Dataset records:
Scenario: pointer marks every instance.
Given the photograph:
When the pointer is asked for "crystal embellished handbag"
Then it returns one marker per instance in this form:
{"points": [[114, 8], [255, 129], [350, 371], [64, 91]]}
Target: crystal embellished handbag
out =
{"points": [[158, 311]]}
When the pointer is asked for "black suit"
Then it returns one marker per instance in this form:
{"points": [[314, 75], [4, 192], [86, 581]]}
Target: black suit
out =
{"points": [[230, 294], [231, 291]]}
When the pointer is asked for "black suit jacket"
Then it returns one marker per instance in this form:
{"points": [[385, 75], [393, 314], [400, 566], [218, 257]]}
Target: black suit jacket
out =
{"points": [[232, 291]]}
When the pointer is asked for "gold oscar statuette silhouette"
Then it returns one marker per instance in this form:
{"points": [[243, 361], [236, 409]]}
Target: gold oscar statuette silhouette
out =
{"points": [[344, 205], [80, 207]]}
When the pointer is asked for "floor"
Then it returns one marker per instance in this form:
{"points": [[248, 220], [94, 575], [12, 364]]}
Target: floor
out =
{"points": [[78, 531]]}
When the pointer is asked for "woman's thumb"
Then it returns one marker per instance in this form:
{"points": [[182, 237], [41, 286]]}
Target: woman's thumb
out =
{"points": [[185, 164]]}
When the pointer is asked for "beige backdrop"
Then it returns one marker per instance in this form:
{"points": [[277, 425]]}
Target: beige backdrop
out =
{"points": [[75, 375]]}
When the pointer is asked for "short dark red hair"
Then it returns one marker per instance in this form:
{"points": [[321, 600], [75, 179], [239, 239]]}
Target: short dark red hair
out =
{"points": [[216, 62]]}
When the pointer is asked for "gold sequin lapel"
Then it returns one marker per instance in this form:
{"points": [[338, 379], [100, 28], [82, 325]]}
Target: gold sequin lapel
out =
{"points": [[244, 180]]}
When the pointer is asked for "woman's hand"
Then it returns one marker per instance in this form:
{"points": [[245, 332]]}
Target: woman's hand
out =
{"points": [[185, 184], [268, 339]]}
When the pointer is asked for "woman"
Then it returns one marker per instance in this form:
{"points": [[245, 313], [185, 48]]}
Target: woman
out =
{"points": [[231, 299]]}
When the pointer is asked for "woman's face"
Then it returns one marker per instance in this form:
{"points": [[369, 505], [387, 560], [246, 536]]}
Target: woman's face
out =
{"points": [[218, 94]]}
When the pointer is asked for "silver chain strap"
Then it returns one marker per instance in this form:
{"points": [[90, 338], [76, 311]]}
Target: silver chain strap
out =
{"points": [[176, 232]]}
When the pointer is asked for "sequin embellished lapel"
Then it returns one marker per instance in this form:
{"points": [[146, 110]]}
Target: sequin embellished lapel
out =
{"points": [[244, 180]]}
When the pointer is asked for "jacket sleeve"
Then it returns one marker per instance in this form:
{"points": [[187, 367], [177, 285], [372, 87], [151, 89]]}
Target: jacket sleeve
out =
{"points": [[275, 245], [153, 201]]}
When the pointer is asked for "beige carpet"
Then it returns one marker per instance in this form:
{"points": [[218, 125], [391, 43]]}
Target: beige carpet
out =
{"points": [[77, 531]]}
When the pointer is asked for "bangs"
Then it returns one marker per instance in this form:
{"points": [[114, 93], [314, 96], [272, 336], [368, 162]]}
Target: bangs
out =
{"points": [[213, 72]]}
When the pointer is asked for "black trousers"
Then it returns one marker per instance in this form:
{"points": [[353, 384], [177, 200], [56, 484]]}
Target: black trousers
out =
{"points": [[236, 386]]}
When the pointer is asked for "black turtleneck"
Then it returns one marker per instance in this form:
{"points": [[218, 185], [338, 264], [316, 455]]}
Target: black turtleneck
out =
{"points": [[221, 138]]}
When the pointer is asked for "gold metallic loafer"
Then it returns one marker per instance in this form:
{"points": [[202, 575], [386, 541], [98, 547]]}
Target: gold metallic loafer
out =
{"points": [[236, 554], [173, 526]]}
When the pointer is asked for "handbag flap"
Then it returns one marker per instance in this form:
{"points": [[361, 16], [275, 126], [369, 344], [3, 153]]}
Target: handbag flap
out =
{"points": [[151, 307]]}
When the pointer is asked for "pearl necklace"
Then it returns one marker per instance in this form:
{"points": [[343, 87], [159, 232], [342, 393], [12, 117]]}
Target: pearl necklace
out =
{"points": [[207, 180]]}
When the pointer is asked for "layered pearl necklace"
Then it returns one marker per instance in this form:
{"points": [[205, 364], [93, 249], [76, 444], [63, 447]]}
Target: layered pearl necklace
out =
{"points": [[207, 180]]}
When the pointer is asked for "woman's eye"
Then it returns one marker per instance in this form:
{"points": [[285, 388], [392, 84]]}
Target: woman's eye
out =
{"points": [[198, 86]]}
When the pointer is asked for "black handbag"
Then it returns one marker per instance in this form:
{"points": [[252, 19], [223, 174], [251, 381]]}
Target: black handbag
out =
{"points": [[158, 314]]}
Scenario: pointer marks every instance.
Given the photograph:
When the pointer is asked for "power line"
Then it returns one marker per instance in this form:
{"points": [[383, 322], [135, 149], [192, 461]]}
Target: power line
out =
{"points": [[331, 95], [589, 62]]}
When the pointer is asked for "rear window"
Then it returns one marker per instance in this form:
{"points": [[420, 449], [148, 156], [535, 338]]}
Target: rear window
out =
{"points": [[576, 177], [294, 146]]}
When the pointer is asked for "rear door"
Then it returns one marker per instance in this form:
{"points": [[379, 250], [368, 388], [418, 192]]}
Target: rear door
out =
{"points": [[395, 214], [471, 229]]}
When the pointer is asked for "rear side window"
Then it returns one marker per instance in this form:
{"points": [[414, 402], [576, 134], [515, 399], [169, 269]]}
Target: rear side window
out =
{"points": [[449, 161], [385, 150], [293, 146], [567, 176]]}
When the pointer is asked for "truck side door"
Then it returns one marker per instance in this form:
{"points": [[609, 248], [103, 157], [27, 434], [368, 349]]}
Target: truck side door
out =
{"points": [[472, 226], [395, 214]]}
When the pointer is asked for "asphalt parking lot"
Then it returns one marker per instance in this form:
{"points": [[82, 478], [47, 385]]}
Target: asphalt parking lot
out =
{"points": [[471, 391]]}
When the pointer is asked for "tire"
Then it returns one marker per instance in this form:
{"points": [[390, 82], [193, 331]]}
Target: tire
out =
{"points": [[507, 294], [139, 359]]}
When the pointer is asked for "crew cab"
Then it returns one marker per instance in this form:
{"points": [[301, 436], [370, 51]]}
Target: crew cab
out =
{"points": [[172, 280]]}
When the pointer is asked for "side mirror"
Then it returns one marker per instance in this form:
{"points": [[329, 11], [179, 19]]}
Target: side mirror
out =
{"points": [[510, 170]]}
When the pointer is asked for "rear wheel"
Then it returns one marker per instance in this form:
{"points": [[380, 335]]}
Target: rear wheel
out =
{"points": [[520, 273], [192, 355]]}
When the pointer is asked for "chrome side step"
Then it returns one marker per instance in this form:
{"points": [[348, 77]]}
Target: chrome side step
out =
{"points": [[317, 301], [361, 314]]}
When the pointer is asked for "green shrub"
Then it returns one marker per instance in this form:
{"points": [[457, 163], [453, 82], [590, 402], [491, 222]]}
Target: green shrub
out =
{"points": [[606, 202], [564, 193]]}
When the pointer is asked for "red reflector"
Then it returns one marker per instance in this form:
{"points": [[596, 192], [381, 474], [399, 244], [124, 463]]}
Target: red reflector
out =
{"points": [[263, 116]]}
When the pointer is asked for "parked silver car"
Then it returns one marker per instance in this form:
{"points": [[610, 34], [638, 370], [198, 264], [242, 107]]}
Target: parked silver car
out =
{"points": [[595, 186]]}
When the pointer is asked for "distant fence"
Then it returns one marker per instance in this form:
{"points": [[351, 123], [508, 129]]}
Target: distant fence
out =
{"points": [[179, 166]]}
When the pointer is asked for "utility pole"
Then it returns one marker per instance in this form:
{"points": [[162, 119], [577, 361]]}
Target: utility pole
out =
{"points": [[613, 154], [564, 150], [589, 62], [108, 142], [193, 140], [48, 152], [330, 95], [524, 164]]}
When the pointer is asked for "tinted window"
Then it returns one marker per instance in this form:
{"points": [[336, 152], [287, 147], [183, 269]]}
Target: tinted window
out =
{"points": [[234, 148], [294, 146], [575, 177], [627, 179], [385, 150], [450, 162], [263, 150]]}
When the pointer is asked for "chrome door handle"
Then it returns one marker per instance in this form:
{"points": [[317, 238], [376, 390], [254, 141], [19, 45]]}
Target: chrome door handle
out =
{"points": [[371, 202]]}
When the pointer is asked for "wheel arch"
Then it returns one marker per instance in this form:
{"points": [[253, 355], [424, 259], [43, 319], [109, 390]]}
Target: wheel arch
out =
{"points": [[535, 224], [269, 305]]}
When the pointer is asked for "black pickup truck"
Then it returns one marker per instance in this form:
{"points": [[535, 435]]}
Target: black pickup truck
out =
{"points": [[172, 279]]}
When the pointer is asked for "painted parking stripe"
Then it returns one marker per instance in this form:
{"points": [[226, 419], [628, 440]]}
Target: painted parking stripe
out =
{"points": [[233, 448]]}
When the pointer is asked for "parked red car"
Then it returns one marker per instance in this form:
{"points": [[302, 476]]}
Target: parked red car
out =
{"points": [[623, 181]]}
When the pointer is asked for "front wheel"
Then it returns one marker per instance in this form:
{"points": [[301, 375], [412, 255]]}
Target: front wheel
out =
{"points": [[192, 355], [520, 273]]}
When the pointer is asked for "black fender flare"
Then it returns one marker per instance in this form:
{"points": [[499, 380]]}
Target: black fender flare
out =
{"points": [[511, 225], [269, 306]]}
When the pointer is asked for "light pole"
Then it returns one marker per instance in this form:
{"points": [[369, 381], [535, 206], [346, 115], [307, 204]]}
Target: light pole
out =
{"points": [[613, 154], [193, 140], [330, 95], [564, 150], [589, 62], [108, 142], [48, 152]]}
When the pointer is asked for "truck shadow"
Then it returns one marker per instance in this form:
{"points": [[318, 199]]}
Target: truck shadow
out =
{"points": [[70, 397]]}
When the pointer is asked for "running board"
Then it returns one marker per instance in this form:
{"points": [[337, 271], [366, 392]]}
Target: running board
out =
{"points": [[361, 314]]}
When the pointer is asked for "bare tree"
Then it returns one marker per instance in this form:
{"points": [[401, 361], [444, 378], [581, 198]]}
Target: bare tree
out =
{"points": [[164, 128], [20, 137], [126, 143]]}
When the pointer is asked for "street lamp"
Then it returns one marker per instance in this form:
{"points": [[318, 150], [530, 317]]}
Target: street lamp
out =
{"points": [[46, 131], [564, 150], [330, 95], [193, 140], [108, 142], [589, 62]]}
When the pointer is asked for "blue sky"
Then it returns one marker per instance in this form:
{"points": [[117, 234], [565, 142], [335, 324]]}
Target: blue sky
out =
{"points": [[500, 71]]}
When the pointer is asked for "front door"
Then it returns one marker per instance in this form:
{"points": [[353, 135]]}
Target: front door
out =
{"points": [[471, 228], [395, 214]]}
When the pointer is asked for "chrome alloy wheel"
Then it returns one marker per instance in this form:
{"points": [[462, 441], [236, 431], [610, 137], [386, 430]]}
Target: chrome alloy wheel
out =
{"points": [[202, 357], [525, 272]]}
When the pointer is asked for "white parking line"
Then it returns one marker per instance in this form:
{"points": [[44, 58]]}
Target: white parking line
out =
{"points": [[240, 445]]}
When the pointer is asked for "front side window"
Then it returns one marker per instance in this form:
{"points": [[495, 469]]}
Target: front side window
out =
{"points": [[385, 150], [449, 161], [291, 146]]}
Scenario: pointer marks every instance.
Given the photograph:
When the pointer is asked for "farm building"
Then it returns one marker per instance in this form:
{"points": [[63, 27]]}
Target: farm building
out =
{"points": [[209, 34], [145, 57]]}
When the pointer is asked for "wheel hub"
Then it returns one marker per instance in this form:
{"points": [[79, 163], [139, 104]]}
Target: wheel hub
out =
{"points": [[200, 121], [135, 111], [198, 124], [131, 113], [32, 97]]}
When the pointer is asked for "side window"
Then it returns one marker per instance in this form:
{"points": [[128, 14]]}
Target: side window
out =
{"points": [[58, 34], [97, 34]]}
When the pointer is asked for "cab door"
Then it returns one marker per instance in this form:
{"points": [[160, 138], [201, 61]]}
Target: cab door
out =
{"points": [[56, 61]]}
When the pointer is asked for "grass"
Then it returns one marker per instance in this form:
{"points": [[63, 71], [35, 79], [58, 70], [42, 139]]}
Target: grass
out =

### Task instructions
Your task is to find every line above containing the word "thumb" and copy it.

### Your solution
When the pointer is asked for "woman's thumb"
Target: woman's thumb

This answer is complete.